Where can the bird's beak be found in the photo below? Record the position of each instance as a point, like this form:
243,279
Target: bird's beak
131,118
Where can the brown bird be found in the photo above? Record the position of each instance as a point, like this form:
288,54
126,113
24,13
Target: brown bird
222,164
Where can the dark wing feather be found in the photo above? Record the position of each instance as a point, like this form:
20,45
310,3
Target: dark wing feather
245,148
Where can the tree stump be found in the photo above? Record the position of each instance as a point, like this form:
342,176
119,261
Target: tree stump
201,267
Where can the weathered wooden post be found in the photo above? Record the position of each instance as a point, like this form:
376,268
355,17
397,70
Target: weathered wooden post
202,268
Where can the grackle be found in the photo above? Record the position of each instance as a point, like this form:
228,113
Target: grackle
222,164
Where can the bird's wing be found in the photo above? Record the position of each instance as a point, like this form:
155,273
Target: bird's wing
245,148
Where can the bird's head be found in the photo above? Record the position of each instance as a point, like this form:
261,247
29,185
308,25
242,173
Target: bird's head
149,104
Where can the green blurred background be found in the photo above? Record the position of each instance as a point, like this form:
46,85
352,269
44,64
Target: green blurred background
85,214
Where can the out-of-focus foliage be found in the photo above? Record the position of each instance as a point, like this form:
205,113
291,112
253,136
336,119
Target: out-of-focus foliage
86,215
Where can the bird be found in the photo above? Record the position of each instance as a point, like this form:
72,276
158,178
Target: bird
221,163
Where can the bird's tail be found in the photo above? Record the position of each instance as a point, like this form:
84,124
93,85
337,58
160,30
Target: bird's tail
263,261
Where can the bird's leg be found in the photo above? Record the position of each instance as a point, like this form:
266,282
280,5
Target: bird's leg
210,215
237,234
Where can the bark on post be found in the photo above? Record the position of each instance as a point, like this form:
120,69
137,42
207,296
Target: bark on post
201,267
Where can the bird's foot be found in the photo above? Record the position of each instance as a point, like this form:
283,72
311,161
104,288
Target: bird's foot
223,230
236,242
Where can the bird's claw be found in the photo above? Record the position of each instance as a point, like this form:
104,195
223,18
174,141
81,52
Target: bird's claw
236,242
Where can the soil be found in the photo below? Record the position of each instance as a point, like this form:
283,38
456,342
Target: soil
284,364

> Exercise goal
Set the data down again in full. Keep it exact.

> Task answer
Where can the bird's beak be found in the photo below? Record the position of each instance as a point, like this form:
243,279
Target: bird's beak
131,118
Where can the brown bird be found in the photo above? Record the position of each instance as a point, like this form:
288,54
126,113
24,13
Target: brown bird
222,164
Where can the dark wing feather be found in the photo above? Record the position of each instance as a point, like this form:
20,45
310,3
Target: dark wing feather
245,148
Where can the tree stump be found in the photo above? Record the position of each instance as a point, like this form:
342,176
119,261
Target: tree stump
201,267
Where can the weathered wooden post be found in the photo above? Record the position of each instance as a point, like this form:
376,268
355,17
397,70
Target: weathered wooden post
202,268
Where can the grackle be found in the photo above? Record the position of each instance as a point, like this form:
228,113
Target: grackle
222,164
Where can the bird's wing be found in the photo above? Record the position of each instance as a point, like this form:
155,273
Target: bird's wing
245,148
Where can the bird's head be found in the photo above? Record the position of each instance as a point, like this form:
261,247
29,185
308,25
242,173
Target: bird's head
149,104
Where can the green blurred background be found in the photo above? Record the position of each instance as a point, like this form:
46,85
352,269
44,64
Target: green blurred background
85,214
Where can the out-of-focus foliage be found in the photo above? Record the position of each instance as a point, like this form:
205,113
291,112
253,136
336,119
Target: out-of-focus foliage
86,215
Where can the bird be found in the photo above? Record the position of each instance as a point, like this form:
72,276
158,178
Target: bird
221,163
Where can the bird's tail be found in the photo above? Record the position of each instance as a point, like this form:
84,124
93,85
337,58
160,30
Target: bird's tail
263,261
Where can the bird's leg be found in the photo above? Record the position of each instance as a point, like this form:
266,282
280,5
Target: bird's leg
210,215
237,234
Where can the bark on post be found in the photo above? Record the position of each instance as a point, like this form:
120,69
137,42
207,296
Target: bark on post
201,267
Where can the bird's foot be found in the photo above? Record the position of each instance as a point, like this form:
283,72
311,161
104,288
Target: bird's foot
223,230
236,242
Where can the bird's claw be found in the photo above? Record the position of each instance as a point, like this form:
104,195
223,18
174,141
81,52
Target: bird's claw
236,242
Where can the soil be found in the photo below? Record the position of each instance as a point, like this form:
283,38
456,342
Target: soil
284,364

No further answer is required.